### Set problem
Tally the lines in the entries below that contain the string "soldier", with case counting. How many are there? Reply with the number alone.

### Items from a data source
=====
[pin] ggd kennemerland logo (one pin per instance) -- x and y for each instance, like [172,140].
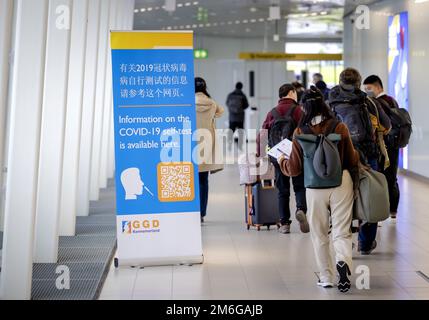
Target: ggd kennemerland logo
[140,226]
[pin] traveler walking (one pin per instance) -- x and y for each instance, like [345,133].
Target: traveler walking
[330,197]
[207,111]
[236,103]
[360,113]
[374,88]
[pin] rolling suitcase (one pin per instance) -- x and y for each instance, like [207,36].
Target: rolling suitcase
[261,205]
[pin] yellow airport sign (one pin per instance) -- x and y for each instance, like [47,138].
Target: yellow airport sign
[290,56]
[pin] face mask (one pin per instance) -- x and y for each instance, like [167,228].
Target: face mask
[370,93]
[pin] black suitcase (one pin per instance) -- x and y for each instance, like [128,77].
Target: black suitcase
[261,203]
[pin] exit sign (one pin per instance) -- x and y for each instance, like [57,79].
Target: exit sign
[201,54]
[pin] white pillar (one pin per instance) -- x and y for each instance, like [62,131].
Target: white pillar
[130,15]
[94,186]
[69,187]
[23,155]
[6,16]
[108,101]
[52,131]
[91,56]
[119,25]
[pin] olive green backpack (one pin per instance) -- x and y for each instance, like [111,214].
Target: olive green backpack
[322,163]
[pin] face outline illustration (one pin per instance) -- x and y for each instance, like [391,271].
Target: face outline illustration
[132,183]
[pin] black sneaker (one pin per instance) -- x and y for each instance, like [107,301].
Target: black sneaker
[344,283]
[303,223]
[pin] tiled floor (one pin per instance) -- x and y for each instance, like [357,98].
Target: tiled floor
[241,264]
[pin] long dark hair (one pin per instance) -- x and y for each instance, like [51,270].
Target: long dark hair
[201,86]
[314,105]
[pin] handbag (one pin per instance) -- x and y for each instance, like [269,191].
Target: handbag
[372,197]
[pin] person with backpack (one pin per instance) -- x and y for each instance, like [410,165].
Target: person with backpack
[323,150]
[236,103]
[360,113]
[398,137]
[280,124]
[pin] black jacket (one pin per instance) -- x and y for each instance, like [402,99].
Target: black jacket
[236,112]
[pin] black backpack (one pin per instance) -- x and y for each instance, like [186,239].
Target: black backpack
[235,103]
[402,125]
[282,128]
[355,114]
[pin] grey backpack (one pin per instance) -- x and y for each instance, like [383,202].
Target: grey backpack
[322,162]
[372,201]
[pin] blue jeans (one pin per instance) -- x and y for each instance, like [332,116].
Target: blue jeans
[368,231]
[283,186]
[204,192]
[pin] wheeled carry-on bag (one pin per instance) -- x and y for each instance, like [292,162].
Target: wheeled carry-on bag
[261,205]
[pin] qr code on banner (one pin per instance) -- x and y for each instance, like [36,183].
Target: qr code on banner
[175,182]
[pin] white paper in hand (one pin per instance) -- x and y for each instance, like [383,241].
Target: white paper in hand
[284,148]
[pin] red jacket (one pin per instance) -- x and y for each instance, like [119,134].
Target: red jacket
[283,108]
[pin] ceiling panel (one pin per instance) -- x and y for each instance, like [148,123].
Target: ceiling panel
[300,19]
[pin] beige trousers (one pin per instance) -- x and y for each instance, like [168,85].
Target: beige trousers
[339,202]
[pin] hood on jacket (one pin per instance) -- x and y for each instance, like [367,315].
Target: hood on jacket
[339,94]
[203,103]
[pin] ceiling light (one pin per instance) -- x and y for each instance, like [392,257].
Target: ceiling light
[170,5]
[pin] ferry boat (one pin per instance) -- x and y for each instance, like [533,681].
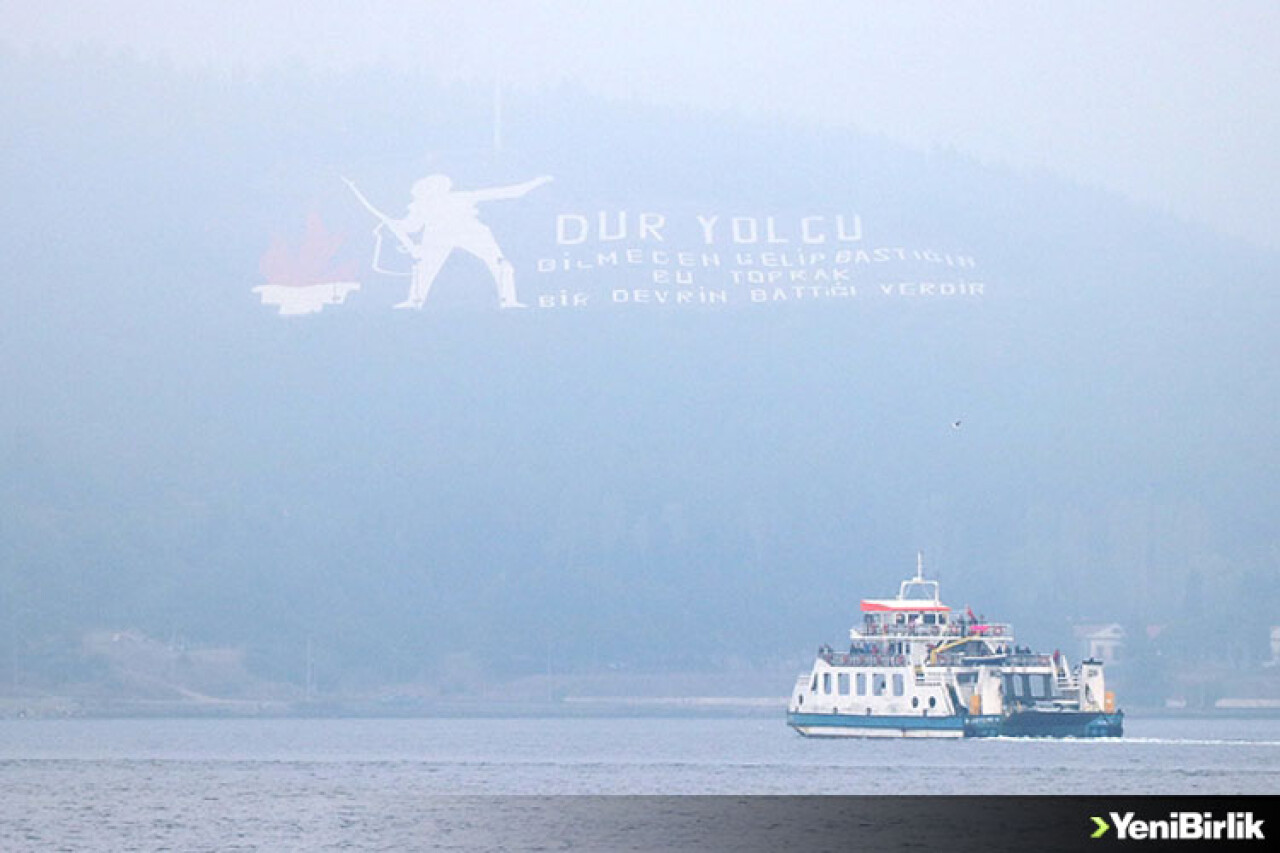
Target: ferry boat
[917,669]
=====
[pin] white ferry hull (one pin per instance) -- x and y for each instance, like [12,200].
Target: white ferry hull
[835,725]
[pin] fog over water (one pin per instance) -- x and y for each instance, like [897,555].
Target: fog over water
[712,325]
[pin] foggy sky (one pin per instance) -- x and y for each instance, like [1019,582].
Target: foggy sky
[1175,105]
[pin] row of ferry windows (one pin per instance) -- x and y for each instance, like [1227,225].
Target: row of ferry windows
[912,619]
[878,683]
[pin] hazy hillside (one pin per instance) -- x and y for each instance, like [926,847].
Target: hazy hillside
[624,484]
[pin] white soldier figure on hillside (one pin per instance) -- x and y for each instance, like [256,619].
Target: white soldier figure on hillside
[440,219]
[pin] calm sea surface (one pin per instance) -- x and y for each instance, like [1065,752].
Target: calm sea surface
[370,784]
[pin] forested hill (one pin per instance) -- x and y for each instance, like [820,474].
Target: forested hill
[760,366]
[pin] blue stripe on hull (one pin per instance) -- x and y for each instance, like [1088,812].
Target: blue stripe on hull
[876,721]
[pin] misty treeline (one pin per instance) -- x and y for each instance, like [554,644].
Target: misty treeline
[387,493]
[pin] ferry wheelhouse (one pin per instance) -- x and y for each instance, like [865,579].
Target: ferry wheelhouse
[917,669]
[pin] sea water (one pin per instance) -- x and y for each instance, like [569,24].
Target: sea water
=====
### Reply
2